__PROBLEM 1__.
Condense the paragraph of the quarterly update that begins "The opportunities for projects in the petrochemical products market" into a short bulleted list that keeps its main facts.
__PROBLEM 2__.
Copy out the quarterly update between "Trends remain positive" and "on Barrow Island.", inclusive, substituting "deferral" for "postponement".

__DOCUMENT PASSAGE__.
Trends remain positive in our key end markets. New awards in the quarter included the Aasta Hansteen detailed engineering for Statoil; Anadarko, Mozambique, LNG FEED study; and the multiunit nuclear fleet-wide maintenance contracts.
Starting with oil and gas, we saw last month the postponement and continued evaluation of the Browse project by Woodside; however, we remain well positioned to capitalize on LNG opportunities in the U.S., in Canada, in East Africa, and in Australia. As reported earlier this year, we received a FEED award for Anadarko, Mozambique, LNG project, adding to our portfolio of ongoing LNG FEED studies. On the Gorgon MEI project, construction work is proceeding as planned, and we are mobilizing additional construction personnel on Barrow Island.
The opportunities for projects in the petrochemical products market continues to be strong, particularly in the U.S. and Russia. Leveraging off Technology’s strong position as a licensor, we have been successful in securing new EPC opportunities. Construction of the Williams ethylene EPC expansion project in Geismar, Louisiana, is progressing as planned, and the expanded FEED study for NKNK in Russia is proceeding well.
We continue to experience increased activities in the offshore markets where we were awarded the topside engineering contract for Statoil’s Aasta Hansteen field in the Norwegian sector of the North Sea, together with Hyundai. When operation begin, the production platform will be the world’s largest spar, capable of producing 812 million cubic feet of gas a day and storing 160,000 barrels of condensate. We are also mobilizing the design team for Statoil’s Mariner project in the UK sector of the North Sea in our London office.

__DATASET__.
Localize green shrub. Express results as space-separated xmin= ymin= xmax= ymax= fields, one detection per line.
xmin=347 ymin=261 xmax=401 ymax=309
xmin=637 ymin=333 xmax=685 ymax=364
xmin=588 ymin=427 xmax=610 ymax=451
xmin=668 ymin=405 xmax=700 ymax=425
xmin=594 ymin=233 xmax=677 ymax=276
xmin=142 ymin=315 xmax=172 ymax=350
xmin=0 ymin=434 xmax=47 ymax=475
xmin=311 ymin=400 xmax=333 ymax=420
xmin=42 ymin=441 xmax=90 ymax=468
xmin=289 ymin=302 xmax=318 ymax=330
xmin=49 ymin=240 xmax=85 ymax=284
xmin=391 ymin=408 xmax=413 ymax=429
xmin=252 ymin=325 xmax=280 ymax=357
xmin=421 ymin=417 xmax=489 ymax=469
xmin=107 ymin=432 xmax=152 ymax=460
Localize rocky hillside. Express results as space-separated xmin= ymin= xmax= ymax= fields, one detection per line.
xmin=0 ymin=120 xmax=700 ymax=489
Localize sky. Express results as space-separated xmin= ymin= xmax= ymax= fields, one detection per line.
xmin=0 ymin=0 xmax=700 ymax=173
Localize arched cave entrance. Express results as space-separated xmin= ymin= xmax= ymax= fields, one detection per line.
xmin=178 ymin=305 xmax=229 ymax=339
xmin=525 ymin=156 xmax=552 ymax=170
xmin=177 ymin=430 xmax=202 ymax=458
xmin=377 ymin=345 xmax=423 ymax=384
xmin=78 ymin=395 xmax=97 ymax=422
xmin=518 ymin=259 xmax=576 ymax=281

__COMPLETE ANSWER 1__.
- Petrochemical project opportunities remain strong, especially in the U.S. and Russia.
- Technology's strong position as a licensor has helped win new EPC opportunities.
- Construction of the Williams ethylene EPC expansion project in Geismar, Louisiana, is progressing as planned.
- The expanded FEED study for NKNK in Russia is proceeding well.

__COMPLETE ANSWER 2__.
Trends remain positive in our key end markets. New awards in the quarter included the Aasta Hansteen detailed engineering for Statoil; Anadarko, Mozambique, LNG FEED study; and the multiunit nuclear fleet-wide maintenance contracts.
Starting with oil and gas, we saw last month the deferral and continued evaluation of the Browse project by Woodside; however, we remain well positioned to capitalize on LNG opportunities in the U.S., in Canada, in East Africa, and in Australia. As reported earlier this year, we received a FEED award for Anadarko, Mozambique, LNG project, adding to our portfolio of ongoing LNG FEED studies. On the Gorgon MEI project, construction work is proceeding as planned, and we are mobilizing additional construction personnel on Barrow Island.